**Stated exercise:** Reproduce verbatim the part of the amplifier forum post that runs from "Note the components" up to and including "2n2 to 1nF.".

I haven't heard from Andrew anymore and tried to decrypt and reverse engineer the component values myself.
Attached you find a schematic of the amp.
Note the components don't have reference designators because they are messed up completely. I think Anthony is a good amp designer but documentation is definitely not one of his strengths.
I hope mine is correct then.
Is there anyone here interested in discussing this amp?
My ideas to the changes in Version 2 and 3:
In Version 3 he changed the input DC blocking caps from 47uF to 22 uF and increased the input impedance from 4k7 to 15k.
He also decreased the low pass caps from 2n2 to 1nF.
I think the modifications don't affect the amp very much. Basically just the input impedance is increased. Right?
In Version 2 he changed the input stage emitter resistors from 400R to a value thats shape looks different and changed them in Version 3 to 150R.
Simulation showed that lowering the resistor values decreases distortion considerably. First I ran simulation with 100R I took from the AV800 amp and noticed increased distortion with higher values. Simulation is only of very limited value because I don't have models for all transistors and the ones I have might be off. Anyway, I think lower values are better here.
In version 2 he changed the transitor of the constant current source from BD681 to MJE340, increased the resistor at its base from 10k to 22k and the cap from 47 uF to 100uF.
I think changing the transitor has no big effect. The most important difference is collector-emitter breakdown voltage.
Increasing the cap seems to be a good idea while increasing the resistor increased distortion a tiny bit not worth mentioning.
He also changed the resistor for the reference voltage in the cascode stage from 10k to 22k.
Same thing here.
VAS:
Now he uses the 2SA1837 and 2SC4793 instead of the weaker 2SA1306 and 2SC3289. The old ones might have been B types that widthstand a bit higher voltage. I feel much more comfortable with the new transistors.
Maybe because of the new transistors their frequency compensation caps changed from 10pF to 22pF where one is now recommended a Mica cap.
In version 3 he changed the common Emitter resistor from 100R to 150R what makes my simulation stop working. Maybe this is caused by my transistor models or wrong bias.
BIAS:
Lowering the value of the bias bypass cap from 1uF to 220nF improves things.
The BJT, 2SC4793, that replaces the IRF610 in Version 2 makes biasing more difficult in simulation. Maybe this gives improved thermal tracking and better compensated bias.
I appreciate the BJT in the buffer stage but in simulation they don't perform well.
To Andrew: Do you know more about this? You recommended to keep the IRF drivers...
Decreasing the source resistor of the buffer stage from 330R to 100R increased distortion in simulation but still might be a good idea. I don't know.

**Given data:**
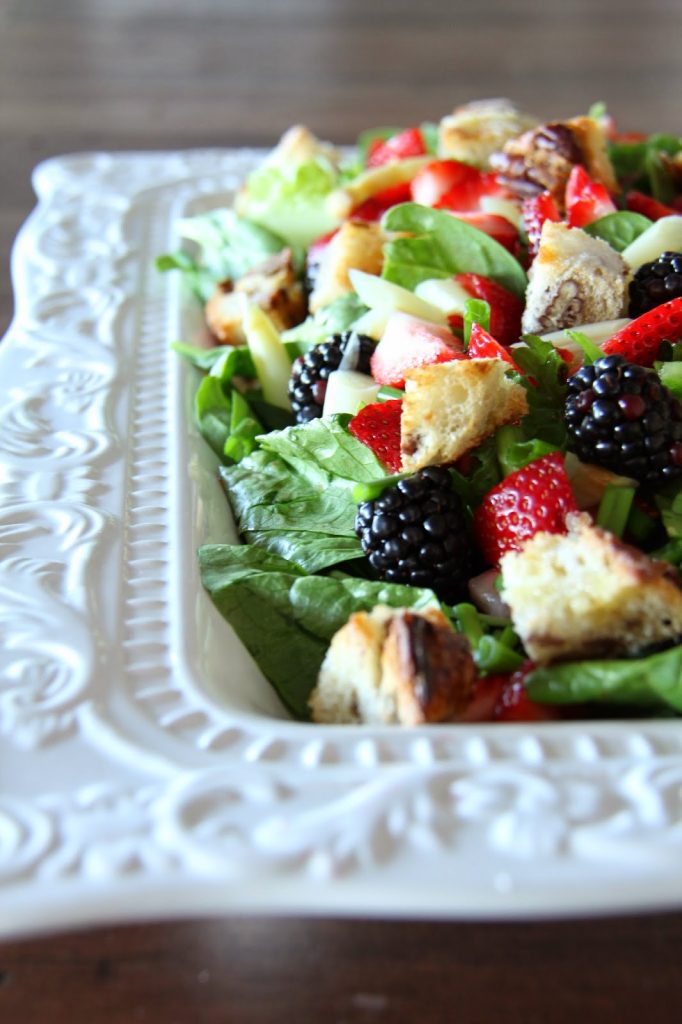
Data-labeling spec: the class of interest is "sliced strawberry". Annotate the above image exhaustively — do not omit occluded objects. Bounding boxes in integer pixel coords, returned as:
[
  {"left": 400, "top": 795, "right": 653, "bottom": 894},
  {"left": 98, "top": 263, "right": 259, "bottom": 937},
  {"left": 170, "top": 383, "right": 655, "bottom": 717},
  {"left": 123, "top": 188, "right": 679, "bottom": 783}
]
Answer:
[
  {"left": 467, "top": 324, "right": 523, "bottom": 374},
  {"left": 348, "top": 398, "right": 402, "bottom": 473},
  {"left": 367, "top": 128, "right": 426, "bottom": 167},
  {"left": 370, "top": 312, "right": 466, "bottom": 387},
  {"left": 350, "top": 181, "right": 412, "bottom": 221},
  {"left": 566, "top": 164, "right": 616, "bottom": 227},
  {"left": 412, "top": 160, "right": 499, "bottom": 213},
  {"left": 626, "top": 188, "right": 678, "bottom": 220},
  {"left": 473, "top": 452, "right": 578, "bottom": 565},
  {"left": 455, "top": 273, "right": 523, "bottom": 345},
  {"left": 493, "top": 662, "right": 564, "bottom": 722},
  {"left": 601, "top": 298, "right": 682, "bottom": 367},
  {"left": 521, "top": 191, "right": 561, "bottom": 258}
]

**Solution below:**
Note the components don't have reference designators because they are messed up completely. I think Anthony is a good amp designer but documentation is definitely not one of his strengths.
I hope mine is correct then.
Is there anyone here interested in discussing this amp?
My ideas to the changes in Version 2 and 3:
In Version 3 he changed the input DC blocking caps from 47uF to 22 uF and increased the input impedance from 4k7 to 15k.
He also decreased the low pass caps from 2n2 to 1nF.